What you should do
Working from the line that contains "# point at: red jacket (one per instance)" to the final line, transcribe each line exactly. No pictures belong in the copy.

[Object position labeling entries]
::::
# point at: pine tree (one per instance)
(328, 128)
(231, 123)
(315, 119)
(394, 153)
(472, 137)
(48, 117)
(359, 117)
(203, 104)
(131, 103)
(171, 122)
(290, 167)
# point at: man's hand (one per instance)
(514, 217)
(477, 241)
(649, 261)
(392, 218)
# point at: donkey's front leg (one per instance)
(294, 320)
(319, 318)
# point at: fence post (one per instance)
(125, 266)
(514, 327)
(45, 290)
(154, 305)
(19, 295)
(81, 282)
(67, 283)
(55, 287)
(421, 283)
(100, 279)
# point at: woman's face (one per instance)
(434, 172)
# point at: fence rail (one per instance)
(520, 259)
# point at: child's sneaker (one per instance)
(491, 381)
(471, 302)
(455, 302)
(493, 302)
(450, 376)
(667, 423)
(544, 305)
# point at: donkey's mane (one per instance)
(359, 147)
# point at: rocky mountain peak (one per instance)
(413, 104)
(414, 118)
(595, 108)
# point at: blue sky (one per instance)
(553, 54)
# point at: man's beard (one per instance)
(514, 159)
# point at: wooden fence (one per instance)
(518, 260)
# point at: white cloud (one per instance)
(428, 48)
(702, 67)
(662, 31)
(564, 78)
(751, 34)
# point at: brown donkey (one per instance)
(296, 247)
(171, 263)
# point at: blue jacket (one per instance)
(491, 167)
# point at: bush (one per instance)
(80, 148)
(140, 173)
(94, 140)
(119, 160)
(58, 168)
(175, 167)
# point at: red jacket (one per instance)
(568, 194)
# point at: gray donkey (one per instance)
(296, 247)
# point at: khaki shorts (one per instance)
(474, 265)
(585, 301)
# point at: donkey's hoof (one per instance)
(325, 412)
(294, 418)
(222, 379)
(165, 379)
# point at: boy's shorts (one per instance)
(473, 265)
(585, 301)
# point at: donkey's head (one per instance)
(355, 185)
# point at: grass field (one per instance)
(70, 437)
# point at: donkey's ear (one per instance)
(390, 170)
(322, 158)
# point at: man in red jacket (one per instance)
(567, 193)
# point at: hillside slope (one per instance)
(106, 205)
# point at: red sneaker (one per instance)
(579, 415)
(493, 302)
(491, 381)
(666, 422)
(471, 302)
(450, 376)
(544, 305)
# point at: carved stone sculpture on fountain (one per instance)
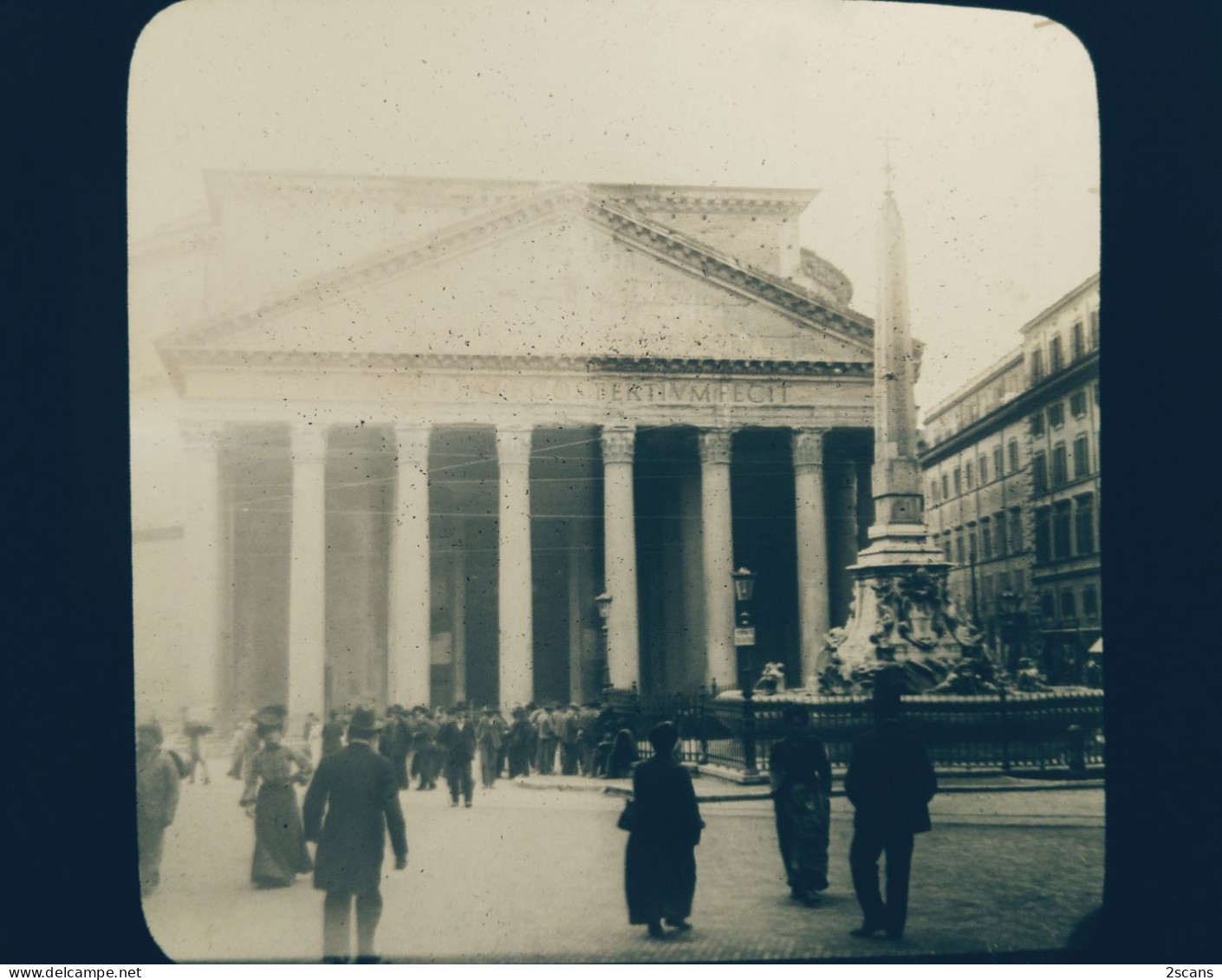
(900, 615)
::::
Exercise result
# point at: red jacket (one per instance)
(568, 194)
# point at: gray donkey (one per instance)
(296, 247)
# point at: khaki shorts (one per instance)
(474, 265)
(585, 301)
# point at: donkey's hoof (one per instance)
(325, 412)
(294, 418)
(222, 379)
(165, 379)
# point at: boy's shorts (one per instance)
(473, 265)
(585, 301)
# point at: donkey's head (one per instance)
(355, 185)
# point at: grass field (one per instance)
(70, 437)
# point at: donkey's ear (one per instance)
(390, 170)
(322, 158)
# point at: man in red jacket (one per instance)
(567, 193)
# point at: hillside slope (one per instance)
(106, 205)
# point at: red sneaker (one per instance)
(579, 415)
(493, 302)
(491, 381)
(666, 422)
(471, 302)
(450, 376)
(544, 305)
# point at: carved stone sculpture on fountain (one per instance)
(900, 615)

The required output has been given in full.